### TEXT BLOCK
========================================

2. Description of the Prior Art
Two types of developer are known and widely used for effecting magnetic brush development of electrostatic images, one being a two-component developer consisting of a mixture of magnetic toner and magnetic carrier and the other being a one-component developer consisting only of magnetic toner.
The two-component developer requires that the magnetic carrier and toner be rubbed each other to charge toner particles, and this is difficult to achieve a good quality image unless the mixing ratio of the magnetic carrier to the toner is maintained within a prescribed range. Another difficulty is that the toner or toner component adheres to and accumulates on the surface of the magnetic carrier over a long period of use (such toner being generally called "spent toner"), thereby making it difficult to charge the toner.
The one-component developer has the advantage that it can be used for development of images without the use of a magnetic carrier, but the disadvantage is that the bristling of the magnetic brush substantially varies with the environmental changes such as temperature and humidity, thereby making it difficult to maintain a constant amount of bristling.

========================================

### TASKS AND EXERCISES
1. List each drawback that the text about magnetic brush developers attributes to the two types of developer. For each one, say which developer it belongs to.
2. Write the next part of the text about magnetic brush developers, picking up after its final sentence.
The data come from a different source than the text about magnetic brush developers.

========================================

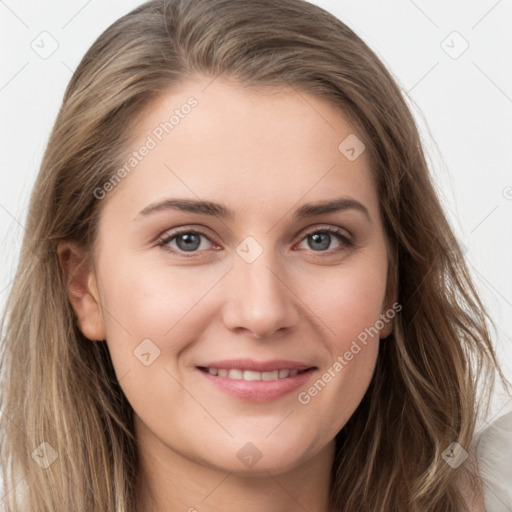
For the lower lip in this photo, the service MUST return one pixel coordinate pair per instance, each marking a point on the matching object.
(258, 390)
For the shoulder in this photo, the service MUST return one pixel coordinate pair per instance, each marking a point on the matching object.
(494, 459)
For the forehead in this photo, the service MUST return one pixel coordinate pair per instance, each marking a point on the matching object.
(262, 146)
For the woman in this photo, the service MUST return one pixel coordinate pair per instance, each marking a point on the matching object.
(238, 285)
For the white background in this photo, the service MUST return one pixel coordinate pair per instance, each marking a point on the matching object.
(463, 106)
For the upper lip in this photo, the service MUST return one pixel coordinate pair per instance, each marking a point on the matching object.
(257, 366)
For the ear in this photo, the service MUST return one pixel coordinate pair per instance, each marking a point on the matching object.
(390, 307)
(82, 289)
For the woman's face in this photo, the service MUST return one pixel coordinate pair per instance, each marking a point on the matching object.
(218, 263)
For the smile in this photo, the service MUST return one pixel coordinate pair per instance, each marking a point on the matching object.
(251, 375)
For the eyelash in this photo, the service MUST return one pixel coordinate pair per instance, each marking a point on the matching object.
(346, 242)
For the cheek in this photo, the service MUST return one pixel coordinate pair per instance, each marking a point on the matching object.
(348, 299)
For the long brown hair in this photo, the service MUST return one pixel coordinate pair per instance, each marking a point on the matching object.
(61, 401)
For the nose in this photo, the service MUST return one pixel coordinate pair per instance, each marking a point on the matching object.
(259, 298)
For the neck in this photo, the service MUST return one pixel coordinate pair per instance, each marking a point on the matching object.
(170, 481)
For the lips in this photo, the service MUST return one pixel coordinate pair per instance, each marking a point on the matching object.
(254, 380)
(252, 375)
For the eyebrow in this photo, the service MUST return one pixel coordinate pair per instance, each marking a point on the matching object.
(223, 212)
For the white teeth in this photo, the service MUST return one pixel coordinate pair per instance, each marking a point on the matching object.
(235, 374)
(251, 375)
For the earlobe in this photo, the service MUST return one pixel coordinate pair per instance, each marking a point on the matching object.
(82, 290)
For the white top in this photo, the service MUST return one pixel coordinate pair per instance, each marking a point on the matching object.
(494, 455)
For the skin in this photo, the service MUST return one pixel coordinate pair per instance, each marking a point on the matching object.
(263, 153)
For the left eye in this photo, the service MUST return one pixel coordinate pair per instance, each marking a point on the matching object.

========================================

### REPLIES
1.
- **Two-component developer:** A good quality image is hard to achieve unless the mixing ratio of the magnetic carrier to the toner stays within a prescribed range.
- **Two-component developer:** Over a long period of use, toner or a toner component sticks to and builds up on the surface of the magnetic carrier as "spent toner." This makes the toner hard to charge.
- **One-component developer:** The bristling of the magnetic brush varies considerably with environmental changes such as temperature and humidity. This makes a constant amount of bristling hard to maintain.

2.
To overcome the problems pointed out above, Japanese Laid-Open Patent Publication No. 59-75269 (Prior Art 1) discloses a 1.5-component which consists of a bristling accelerating component composed of magnetic particles and a magnetic toner component composed of particles of resin/magnetic powder dispersion.
Since it is composed of a single kind of magnetic substance such as ferrite, the bristling accelerating component has superior magnetic characteristics to that of the magnetic toner component composed of magnetic powder dispersed in resin powder, and therefore improves the bristling of the magnetic brush on the sleeve.
In addition, when the bristling accelerating component is used in combination with the magnetic toner, the bristling of the magnetic brush is always maintained in good condition regardless of changes in the environment of the developer, the concomitant advantage being such that the mixing and stirring effect is given to the developer while it is being carried on the sleeve, serving to maintain the developer component in the powder state with good flowability regardless of changes in the environment such as temperature or the humidity.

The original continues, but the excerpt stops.